• [Consigne]:
Pouvez-vous recopier mot pour mot le texte sur les familles touaregs réfugiées à Ghat, en commençant à « Ghat, une colonie » et en terminant à « de la Libye. » ?

• [Passage donné]:
┏━━
Ghat, Libye – Des centaines de familles touaregs sont installées dans un campement sordide au cœur d'un chantier de construction à Ghat, une ville située près de la frontière algérienne au sud de la Libye, dans le Sahara. La plupart de ces familles ont fui Ubari, une ville à 250 km à l'est que les combattants ont assiégée en septembre.
Ubari, qui se situe près du gisement de pétrole d'el-Sharara, le deuxième plus grand du pays, a vu naître un affrontement fratricide entre Touaregs et Toubous, deux tribus indigènes du sud. L'enjeu de la lutte est la propriété des terres et, par extension, le contrôle des gisements de pétrole et des axes transfrontaliers lucratifs.
Ibrahim, un ancien soldat touareg de 42 ans qui a servi dans les forces de l'ancien dirigeant libyen Mouammar Kadhafi, se tient sur des béquilles empruntées devant une clinique de fortune établie dans le chantier de Ghat. Il a reçu une balle dans la jambe et sa maison a été incendiée pendant les affrontements d'Ubari. Assise ses côtés se trouve Almina Mohammed ; son fils de 13 ans, Barka, a reçu une balle perdue dans le dos et récupère de ses blessures. Ils attendent que la violence prenne fin à Ubari.
« Ici, il n'y a pas d'essence, et donc pas de services municipaux », a commenté Mohammed Sidi Regadi, médecin bénévole. Il fait un geste vers les enfants qui jouent dans le sable, à l'extérieur des sinistres rangées d'habitations en parpaings. Il n'y a pas l'eau courante et l'approvisionnement en électricité est sporadique. De la nourriture et du plastique en décomposition sont entassés à proximité.
Ghat, une colonie touareg historique de près de 25 000 habitants, est un lieu réellement isolé. L'Algérie a fermé son passage frontalier et renforcé la sécurité le long de sa frontière depuis la révolution libyenne en 2011, tandis que la piste d'atterrissage de Ghat est fermée. A Ubari, les tireurs d'élite bloquent la seule route défoncée qui relie Ghat à la ville et au reste de la Libye.
Le long de cette route désertique du sud-ouest de la Libye se trouve également la déviation qui mène au Niger ; cet axe est emprunté par les candidats à l'immigration illégale vers l'Europe en provenance des pays d'Afrique subsaharienne, mais aussi par les trafiquants qui transportent les armes saisies après la chute de Kadhafi en 2011. On soupçonne également les miliciens islamistes d'utiliser cette route pour aller combattre au nord-est.
┗━━
• [Matériel fourni]:
┏━━
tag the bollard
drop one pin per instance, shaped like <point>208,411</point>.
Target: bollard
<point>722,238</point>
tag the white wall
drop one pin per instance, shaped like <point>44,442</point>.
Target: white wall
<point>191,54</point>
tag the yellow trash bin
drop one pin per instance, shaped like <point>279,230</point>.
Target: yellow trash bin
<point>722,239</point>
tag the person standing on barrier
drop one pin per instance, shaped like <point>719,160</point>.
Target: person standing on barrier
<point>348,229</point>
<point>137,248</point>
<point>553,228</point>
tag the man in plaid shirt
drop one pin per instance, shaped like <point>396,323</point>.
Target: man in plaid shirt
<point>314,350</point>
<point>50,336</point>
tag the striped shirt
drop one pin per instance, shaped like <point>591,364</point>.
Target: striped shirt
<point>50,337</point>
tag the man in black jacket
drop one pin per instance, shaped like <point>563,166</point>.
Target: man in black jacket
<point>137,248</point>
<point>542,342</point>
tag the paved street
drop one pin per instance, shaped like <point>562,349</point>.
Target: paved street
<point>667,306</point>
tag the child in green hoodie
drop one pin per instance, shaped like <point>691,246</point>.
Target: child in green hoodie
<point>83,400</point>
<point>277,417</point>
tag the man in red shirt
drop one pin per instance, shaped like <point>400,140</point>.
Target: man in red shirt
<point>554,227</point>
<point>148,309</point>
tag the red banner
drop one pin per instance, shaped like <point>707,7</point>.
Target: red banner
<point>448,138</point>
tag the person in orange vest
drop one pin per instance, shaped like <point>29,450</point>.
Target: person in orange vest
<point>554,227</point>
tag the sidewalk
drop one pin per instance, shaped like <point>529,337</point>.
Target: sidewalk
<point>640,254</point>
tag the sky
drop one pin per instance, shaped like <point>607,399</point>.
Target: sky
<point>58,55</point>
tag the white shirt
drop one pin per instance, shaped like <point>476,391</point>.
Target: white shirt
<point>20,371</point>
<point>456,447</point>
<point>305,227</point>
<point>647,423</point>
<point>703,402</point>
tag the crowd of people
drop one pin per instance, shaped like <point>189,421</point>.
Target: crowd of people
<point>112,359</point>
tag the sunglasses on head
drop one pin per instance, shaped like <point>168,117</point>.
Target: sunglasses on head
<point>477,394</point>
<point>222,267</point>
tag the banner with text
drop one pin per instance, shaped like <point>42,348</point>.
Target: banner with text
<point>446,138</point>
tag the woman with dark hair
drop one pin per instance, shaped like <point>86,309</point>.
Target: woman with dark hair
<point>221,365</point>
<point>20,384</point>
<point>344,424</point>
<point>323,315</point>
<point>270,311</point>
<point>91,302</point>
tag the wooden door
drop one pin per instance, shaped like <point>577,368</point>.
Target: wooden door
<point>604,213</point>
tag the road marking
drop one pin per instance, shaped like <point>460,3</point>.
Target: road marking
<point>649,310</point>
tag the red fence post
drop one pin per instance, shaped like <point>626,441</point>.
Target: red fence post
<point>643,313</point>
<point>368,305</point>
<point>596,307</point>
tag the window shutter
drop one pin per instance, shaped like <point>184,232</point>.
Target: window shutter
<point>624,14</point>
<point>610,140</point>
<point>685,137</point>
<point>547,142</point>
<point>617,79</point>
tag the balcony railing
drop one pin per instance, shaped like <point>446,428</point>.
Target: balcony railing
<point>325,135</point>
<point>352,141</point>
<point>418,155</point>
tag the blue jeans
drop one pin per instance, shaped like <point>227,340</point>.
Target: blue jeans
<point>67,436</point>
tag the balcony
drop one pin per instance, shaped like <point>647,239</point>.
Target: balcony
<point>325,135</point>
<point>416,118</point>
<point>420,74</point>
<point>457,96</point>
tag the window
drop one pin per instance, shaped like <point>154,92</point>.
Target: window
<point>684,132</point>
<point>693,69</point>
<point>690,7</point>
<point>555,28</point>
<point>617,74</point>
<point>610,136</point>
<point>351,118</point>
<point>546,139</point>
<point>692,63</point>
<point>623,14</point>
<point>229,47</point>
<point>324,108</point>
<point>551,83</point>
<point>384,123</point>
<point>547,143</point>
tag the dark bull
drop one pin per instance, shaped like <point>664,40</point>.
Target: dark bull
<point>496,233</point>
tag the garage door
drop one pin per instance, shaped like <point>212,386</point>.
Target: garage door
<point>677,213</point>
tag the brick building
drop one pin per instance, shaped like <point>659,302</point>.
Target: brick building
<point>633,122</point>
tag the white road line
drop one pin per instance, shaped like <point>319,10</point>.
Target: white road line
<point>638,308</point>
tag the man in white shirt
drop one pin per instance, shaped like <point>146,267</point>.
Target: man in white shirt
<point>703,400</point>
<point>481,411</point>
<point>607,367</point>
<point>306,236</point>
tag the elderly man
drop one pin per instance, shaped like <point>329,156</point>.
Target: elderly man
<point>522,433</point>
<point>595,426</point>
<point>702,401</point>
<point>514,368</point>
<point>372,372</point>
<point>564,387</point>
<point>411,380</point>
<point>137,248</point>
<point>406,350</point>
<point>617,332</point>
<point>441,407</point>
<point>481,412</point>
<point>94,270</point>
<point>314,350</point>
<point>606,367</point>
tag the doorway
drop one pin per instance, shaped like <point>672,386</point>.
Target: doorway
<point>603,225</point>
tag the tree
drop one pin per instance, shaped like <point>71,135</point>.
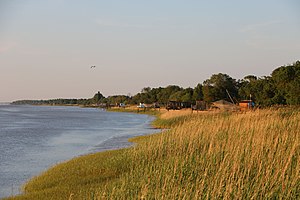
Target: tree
<point>217,86</point>
<point>198,93</point>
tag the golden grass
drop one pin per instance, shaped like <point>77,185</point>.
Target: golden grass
<point>253,155</point>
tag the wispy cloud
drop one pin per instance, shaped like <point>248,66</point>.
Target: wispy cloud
<point>114,24</point>
<point>259,26</point>
<point>7,46</point>
<point>261,35</point>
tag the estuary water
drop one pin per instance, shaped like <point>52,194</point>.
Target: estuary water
<point>34,138</point>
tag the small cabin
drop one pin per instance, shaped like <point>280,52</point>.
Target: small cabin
<point>246,104</point>
<point>173,105</point>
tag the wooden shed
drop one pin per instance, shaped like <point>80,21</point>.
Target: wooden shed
<point>246,104</point>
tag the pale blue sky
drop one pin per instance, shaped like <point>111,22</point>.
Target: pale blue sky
<point>48,46</point>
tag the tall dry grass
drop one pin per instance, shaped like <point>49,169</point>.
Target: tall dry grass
<point>254,155</point>
<point>218,156</point>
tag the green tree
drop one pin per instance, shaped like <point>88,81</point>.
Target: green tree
<point>217,86</point>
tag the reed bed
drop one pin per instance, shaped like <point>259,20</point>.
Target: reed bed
<point>253,155</point>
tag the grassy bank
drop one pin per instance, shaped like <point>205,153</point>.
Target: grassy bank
<point>253,155</point>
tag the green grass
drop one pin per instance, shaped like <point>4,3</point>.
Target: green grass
<point>254,155</point>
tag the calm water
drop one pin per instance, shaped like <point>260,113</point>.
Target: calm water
<point>33,138</point>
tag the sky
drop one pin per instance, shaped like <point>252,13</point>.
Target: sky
<point>47,47</point>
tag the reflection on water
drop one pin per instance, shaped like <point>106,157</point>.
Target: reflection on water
<point>33,138</point>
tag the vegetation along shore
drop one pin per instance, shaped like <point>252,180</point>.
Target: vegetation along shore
<point>210,154</point>
<point>204,155</point>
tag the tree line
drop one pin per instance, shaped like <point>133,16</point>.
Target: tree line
<point>282,87</point>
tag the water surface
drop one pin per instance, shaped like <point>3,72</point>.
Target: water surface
<point>33,138</point>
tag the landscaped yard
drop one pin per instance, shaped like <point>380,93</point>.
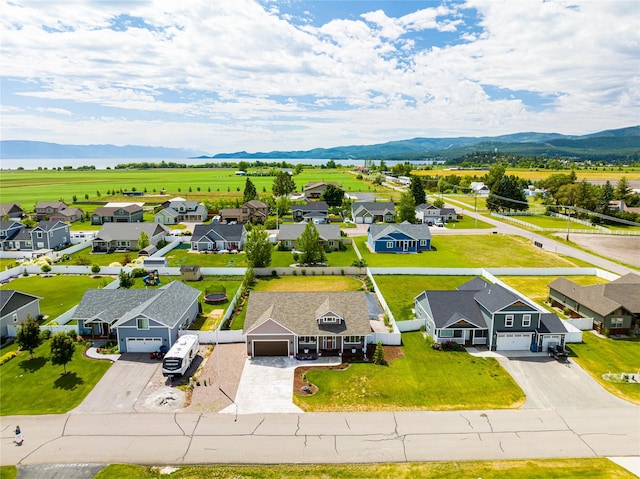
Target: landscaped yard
<point>536,288</point>
<point>591,468</point>
<point>423,379</point>
<point>600,356</point>
<point>469,251</point>
<point>59,293</point>
<point>399,290</point>
<point>35,386</point>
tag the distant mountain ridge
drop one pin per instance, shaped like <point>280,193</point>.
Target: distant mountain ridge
<point>32,150</point>
<point>618,143</point>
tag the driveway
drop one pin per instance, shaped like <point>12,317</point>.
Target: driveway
<point>266,385</point>
<point>548,383</point>
<point>121,386</point>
┗━━
• [Réponse à la consigne]:
Ghat, une colonie touareg historique de près de 25 000 habitants, est un lieu réellement isolé. L'Algérie a fermé son passage frontalier et renforcé la sécurité le long de sa frontière depuis la révolution libyenne en 2011, tandis que la piste d'atterrissage de Ghat est fermée. A Ubari, les tireurs d'élite bloquent la seule route défoncée qui relie Ghat à la ville et au reste de la Libye.